SFIDE —
1. Estrai dall'estratto su Pierre Bayard il passo tra "Al posto di" e "intellettuale e letteraria.", entrambi inclusi.
2. Riscrivi le voci dall'inizio fino alla riga che contiene "[319,10,480,180]", inclusa, sostituendo "heavily occluded" con "partially occluded" e lasciando tutto il resto invariato; riporta solo quelle righe.

Al posto di un altro. Un libro sul viaggio nel tempo, e sulla scoperta di se stessi

 Geometrie dell’inconscio 

Nel saggio “Sarei stato carnefice o ribelle?” lo storico e psicanalista francese Pierre Bayard, nato nel 1954, prova a mettersi nei panni di suo padre: immagina quindi come si sarebbe comportato se, nato qualche decennio prima, si fosse trovato a dover scegliere da che parte stare nella Francia di Vichy.

Costruisce la sua riflessione con gli strumenti del suo lavoro: categorie e processi psicologici, conoscenze e competenze storiche e storiografiche, passione intellettuale e letteraria.

Al centro del discorso, colloca la nozione di “personalità potenziale”, illustrata nel primo capitolo:

(…) l’essere umano non è fatto soltanto di quel che è nel contesto storico e geografico in cui è nato, ma si compone anche di quel che avrebbe potuto essere se si fosse trovato in una situazione diversa, e in particolare in una situazione di crisi violenta, la più adatta a rivelare – conducendolo fino ai suoi limiti – quel che è veramente.

Questa personalità potenziale – che altro non è se non un’altra forma dell’inconscio – può rimanerci ignota per tutta la vita (…) È però possibile, in alcuni momenti di crisi individuale, vederla apparire in filigrana in noi o negli altri, e provare a indovinare come si sarebbe fatta valere in altre circostanze.

Bayard ritiene di poter attribuire alla personalità potenziale un autentico fondamento scientifico, e ne definisce le caratteristiche in base a tre fattori.

Il primo è costituito dalle “leggi scientifiche del comportamento”, formulate in famosi esperimenti: ad esempio, quello condotto fra il 1960 e il ‘63 da Milgram sull’obbedienza; oppure il lavoro dei ricercatori americani Samuel e Pearl Oliner, del 1988, sulla “personalità altruistica”.

Il secondo è costituito dall’eredità etica e valoriale della sua famiglia, ovviamente centrale in un lavoro strutturato come confronto fra le idee e le decisioni del padre e quelle che lui stesso avrebbe potuto assumere, se si fosse trovato al posto del genitore.

Infine, il ragionamento su “situazioni paragonabili”: l’autore non ha mai affrontato l’alternativa fra Pétain e De Gaulle, ma può recuperare dalla sua esperienza indicazioni ed indizi utili a proiettare un altro se stesso – che chiama “io delegato” – in quello scenario.

DATI FORNITI —
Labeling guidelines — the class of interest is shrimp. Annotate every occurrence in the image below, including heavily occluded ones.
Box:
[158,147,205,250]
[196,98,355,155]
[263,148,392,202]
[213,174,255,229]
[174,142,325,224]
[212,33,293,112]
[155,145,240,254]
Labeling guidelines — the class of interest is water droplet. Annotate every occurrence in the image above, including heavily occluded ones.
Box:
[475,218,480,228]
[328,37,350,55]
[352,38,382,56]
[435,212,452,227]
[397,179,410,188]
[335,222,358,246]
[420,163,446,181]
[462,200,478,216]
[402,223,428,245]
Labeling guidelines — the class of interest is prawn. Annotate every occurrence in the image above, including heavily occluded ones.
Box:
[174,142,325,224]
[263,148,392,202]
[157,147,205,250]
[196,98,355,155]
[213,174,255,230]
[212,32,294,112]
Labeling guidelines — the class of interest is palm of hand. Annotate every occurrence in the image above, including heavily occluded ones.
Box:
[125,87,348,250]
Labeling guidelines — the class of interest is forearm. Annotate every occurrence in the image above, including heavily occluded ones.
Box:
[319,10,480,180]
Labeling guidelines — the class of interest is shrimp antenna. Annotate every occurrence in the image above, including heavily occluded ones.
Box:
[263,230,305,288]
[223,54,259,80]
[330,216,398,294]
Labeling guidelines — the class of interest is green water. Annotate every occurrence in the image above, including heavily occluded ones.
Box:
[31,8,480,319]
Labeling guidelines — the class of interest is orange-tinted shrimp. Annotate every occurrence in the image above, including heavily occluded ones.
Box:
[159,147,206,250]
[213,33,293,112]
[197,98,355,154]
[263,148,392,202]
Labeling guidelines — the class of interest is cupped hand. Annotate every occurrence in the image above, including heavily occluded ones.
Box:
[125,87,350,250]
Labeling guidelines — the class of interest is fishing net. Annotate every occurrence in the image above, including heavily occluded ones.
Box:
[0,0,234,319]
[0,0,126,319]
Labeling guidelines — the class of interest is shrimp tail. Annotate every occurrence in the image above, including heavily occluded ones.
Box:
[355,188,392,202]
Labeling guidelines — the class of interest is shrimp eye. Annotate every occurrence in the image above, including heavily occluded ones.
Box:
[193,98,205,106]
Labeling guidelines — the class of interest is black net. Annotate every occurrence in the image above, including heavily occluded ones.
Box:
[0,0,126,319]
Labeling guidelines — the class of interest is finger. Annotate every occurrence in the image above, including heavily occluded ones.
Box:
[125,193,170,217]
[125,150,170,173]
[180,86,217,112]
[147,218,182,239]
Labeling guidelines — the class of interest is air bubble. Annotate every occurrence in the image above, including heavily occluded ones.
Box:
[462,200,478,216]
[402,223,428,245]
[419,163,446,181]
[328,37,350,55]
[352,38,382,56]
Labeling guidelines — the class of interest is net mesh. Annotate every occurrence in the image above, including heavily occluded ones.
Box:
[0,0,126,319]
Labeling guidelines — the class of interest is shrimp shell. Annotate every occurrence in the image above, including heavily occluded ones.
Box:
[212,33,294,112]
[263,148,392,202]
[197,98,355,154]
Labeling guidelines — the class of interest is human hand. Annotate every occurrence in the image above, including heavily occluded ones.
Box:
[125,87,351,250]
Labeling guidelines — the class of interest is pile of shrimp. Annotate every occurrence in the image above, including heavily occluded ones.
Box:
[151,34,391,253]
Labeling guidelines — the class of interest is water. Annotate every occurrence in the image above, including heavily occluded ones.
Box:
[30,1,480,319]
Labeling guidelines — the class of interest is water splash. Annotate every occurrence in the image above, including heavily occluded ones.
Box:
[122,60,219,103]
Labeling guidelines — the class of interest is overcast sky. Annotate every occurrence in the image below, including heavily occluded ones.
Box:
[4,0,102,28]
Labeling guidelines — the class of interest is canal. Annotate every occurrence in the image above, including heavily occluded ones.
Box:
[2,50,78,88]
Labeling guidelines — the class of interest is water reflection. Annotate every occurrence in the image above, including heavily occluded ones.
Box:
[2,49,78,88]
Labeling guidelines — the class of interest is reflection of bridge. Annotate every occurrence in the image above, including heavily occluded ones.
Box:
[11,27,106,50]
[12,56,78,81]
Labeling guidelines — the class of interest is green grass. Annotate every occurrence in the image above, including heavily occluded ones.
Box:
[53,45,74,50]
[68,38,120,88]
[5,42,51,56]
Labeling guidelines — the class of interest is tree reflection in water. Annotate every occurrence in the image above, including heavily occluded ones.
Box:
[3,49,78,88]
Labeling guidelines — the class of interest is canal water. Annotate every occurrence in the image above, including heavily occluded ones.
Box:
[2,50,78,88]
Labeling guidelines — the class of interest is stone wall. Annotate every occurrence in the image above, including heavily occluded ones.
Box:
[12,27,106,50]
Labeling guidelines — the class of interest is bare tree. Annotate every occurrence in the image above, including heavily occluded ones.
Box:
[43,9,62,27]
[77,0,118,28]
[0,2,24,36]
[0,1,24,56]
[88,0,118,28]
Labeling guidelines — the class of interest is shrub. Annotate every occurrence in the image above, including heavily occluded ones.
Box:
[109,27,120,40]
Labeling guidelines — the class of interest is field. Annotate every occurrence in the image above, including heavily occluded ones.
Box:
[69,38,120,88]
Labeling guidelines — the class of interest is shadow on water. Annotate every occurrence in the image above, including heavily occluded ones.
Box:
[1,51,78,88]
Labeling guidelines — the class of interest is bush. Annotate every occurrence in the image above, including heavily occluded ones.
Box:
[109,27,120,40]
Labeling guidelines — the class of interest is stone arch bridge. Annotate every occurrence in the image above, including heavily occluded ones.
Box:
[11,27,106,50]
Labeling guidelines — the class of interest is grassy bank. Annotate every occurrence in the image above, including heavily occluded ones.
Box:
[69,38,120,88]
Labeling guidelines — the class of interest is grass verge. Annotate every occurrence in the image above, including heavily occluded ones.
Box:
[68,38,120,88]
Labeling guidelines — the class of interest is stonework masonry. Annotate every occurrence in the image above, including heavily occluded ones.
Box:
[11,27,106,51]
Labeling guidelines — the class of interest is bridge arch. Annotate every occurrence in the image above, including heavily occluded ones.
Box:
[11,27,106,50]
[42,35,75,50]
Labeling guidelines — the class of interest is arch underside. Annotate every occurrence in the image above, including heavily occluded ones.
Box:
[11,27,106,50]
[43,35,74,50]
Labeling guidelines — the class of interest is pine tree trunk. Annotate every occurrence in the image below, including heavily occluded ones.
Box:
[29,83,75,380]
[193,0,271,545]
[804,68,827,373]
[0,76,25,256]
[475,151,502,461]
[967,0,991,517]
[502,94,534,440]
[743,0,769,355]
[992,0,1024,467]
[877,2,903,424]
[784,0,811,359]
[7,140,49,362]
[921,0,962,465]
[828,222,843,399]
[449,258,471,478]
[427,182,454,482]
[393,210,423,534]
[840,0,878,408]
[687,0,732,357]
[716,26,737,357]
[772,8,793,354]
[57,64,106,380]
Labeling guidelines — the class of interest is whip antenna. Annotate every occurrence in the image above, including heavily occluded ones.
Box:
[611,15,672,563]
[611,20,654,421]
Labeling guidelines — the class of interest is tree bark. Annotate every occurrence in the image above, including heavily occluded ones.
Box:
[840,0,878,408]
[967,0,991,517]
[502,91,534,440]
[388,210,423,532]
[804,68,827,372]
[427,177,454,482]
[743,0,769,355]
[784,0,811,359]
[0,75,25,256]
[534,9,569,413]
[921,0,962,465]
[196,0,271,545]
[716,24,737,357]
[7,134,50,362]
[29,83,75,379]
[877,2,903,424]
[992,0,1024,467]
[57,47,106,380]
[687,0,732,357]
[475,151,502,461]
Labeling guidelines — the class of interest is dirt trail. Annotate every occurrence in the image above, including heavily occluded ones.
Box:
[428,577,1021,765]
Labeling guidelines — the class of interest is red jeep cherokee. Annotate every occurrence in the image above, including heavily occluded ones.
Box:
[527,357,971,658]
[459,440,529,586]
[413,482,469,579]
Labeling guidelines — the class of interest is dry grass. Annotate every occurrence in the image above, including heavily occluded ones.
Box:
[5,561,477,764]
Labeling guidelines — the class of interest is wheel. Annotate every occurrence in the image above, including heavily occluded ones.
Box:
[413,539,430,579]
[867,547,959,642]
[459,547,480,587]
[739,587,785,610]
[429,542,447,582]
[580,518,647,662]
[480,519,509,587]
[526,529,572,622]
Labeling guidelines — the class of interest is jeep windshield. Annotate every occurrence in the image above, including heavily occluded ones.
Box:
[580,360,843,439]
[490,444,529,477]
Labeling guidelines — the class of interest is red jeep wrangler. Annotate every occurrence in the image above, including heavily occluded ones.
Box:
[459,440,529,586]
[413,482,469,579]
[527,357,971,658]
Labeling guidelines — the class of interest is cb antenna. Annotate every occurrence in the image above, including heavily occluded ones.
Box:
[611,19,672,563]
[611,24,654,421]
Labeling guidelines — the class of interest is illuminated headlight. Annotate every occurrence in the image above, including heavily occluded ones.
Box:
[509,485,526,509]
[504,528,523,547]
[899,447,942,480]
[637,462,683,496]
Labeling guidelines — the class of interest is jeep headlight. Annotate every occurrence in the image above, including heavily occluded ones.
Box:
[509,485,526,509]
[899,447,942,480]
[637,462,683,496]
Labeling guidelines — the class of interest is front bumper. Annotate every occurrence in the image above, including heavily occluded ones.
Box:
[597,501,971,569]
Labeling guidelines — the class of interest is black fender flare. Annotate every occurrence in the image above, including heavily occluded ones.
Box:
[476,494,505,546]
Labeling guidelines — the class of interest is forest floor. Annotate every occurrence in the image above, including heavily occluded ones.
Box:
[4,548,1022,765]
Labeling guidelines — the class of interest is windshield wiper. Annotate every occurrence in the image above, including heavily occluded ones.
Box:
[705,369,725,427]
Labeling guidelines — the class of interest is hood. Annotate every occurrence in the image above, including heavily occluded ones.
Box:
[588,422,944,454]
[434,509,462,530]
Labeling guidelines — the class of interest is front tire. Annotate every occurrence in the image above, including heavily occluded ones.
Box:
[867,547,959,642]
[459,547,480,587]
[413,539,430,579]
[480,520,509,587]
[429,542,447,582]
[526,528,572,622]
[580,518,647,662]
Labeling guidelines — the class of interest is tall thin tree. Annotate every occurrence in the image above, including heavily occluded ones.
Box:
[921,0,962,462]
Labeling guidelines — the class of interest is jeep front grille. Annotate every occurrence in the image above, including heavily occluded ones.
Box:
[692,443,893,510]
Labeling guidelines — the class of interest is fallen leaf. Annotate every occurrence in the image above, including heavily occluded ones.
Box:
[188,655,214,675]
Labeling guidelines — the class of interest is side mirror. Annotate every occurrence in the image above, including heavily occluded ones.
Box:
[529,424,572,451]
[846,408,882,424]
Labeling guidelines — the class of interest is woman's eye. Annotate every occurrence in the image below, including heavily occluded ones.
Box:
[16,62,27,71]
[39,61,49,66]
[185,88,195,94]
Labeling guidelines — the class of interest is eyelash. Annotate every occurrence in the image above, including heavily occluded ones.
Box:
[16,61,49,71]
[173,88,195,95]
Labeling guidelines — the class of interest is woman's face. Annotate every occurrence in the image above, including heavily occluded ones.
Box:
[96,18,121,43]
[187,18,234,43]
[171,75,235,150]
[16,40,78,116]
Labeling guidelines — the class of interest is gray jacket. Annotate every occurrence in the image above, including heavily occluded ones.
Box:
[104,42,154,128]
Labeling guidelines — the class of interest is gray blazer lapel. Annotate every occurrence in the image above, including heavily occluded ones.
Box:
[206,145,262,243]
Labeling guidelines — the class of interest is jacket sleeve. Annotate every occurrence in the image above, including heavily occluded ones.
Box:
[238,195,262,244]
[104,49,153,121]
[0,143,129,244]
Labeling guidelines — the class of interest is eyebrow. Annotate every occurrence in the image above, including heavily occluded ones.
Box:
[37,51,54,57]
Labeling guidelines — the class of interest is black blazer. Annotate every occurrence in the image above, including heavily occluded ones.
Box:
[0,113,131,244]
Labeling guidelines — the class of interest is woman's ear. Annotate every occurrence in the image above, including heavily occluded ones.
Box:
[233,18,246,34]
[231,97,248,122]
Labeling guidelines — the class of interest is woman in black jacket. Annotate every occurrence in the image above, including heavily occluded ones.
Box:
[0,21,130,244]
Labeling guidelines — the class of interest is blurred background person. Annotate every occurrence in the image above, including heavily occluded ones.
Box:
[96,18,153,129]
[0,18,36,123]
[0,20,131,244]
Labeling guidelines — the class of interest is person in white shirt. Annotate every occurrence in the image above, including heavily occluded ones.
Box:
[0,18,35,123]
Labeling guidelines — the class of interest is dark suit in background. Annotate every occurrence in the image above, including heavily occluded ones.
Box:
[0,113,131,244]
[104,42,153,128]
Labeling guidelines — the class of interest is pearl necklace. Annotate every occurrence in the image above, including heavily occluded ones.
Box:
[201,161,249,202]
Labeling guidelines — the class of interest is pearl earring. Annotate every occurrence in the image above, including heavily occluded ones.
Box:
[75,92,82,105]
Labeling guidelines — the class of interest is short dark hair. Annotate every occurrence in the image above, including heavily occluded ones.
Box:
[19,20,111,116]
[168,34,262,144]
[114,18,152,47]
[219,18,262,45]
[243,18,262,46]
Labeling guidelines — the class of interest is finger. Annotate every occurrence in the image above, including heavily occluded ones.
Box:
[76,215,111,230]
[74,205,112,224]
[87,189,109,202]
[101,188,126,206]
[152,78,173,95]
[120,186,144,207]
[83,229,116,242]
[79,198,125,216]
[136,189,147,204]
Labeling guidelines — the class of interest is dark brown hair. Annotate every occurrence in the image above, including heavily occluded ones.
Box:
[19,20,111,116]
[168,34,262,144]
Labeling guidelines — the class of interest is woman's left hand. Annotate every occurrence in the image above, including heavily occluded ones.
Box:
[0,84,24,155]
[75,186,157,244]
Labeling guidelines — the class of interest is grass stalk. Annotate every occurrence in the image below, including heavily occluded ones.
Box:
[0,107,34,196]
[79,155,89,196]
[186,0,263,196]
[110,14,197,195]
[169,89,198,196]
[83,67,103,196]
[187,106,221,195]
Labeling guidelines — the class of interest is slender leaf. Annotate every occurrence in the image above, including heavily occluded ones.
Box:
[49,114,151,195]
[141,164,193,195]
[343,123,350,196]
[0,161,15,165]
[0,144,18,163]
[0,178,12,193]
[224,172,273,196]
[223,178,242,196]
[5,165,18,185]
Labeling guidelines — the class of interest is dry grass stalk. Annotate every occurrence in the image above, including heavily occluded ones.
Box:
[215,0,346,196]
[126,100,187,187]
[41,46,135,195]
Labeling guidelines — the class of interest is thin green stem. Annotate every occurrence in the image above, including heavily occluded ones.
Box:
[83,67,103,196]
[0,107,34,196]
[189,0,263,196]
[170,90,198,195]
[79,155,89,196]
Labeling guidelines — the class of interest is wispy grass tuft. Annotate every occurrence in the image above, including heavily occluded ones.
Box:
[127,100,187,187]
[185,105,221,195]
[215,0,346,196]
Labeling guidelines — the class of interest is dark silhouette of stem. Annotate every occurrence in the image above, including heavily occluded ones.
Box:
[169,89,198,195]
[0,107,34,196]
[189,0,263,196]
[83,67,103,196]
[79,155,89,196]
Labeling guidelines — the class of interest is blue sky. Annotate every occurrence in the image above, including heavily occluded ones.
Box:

RISPOSTE FINALI —
1.
Al posto di un altro. Un libro sul viaggio nel tempo, e sulla scoperta di se stessi

 Geometrie dell’inconscio 

Nel saggio “Sarei stato carnefice o ribelle?” lo storico e psicanalista francese Pierre Bayard, nato nel 1954, prova a mettersi nei panni di suo padre: immagina quindi come si sarebbe comportato se, nato qualche decennio prima, si fosse trovato a dover scegliere da che parte stare nella Francia di Vichy.

Costruisce la sua riflessione con gli strumenti del suo lavoro: categorie e processi psicologici, conoscenze e competenze storiche e storiografiche, passione intellettuale e letteraria.

2.
Labeling guidelines — the class of interest is shrimp. Annotate every occurrence in the image below, including partially occluded ones.
Box:
[158,147,205,250]
[196,98,355,155]
[263,148,392,202]
[213,174,255,229]
[174,142,325,224]
[212,33,293,112]
[155,145,240,254]
Labeling guidelines — the class of interest is water droplet. Annotate every occurrence in the image above, including partially occluded ones.
Box:
[475,218,480,228]
[328,37,350,55]
[352,38,382,56]
[435,212,452,227]
[397,179,410,188]
[335,222,358,246]
[420,163,446,181]
[462,200,478,216]
[402,223,428,245]
Labeling guidelines — the class of interest is prawn. Annotate every occurrence in the image above, including partially occluded ones.
Box:
[174,142,325,224]
[263,148,392,202]
[157,147,205,250]
[196,98,355,155]
[213,174,255,230]
[212,32,294,112]
Labeling guidelines — the class of interest is palm of hand. Annotate every occurrence in the image above, including partially occluded ones.
Box:
[125,87,348,250]
Labeling guidelines — the class of interest is forearm. Annotate every occurrence in the image above, including partially occluded ones.
Box:
[319,10,480,180]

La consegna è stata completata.